WHAT IS NEEDED:
Omit the pictures from the listing below and print every remaining entry verbatim.

GIVEN ENTRIES:
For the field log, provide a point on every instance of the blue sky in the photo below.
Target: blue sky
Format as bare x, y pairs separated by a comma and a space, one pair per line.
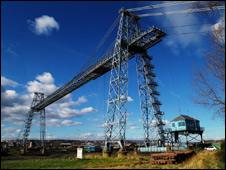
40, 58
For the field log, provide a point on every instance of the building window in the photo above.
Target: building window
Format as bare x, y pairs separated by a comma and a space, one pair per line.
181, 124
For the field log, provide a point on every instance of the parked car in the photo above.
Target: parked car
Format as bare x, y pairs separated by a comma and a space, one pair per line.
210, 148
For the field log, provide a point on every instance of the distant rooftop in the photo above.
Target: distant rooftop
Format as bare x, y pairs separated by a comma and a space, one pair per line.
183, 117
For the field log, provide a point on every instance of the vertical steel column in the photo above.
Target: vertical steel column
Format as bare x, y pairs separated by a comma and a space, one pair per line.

ANSWER TO THIS PROBLEM:
For the field log, provide a point on every instance of the blue sky in the photo below.
Target: blue sky
Format as bare x, y pairs separated by a comma and a space, one pair per line.
40, 58
For the field log, provide a point on every instance of the building window in the photo above.
Target: building window
Format as bare x, y pairs separated by a comma and a space, one pair per line.
181, 124
For the field log, provide a point on every instance of the parked car in the photo above.
Target: parked car
Format as bare x, y pairs separated by a comma and a space, one pair per line.
210, 148
For the field log, provide a point on every instance of the distant rooftop in the photo above.
Target: distant rooftop
Format as bare x, y pairs separated by a comma and a space, one pair per line.
183, 117
For the field log, provide a point on every instance of the vertical steel column in the photo above.
Target: vertical steel column
Format as bare x, y pairs separated by a comma and a space, one pair per line.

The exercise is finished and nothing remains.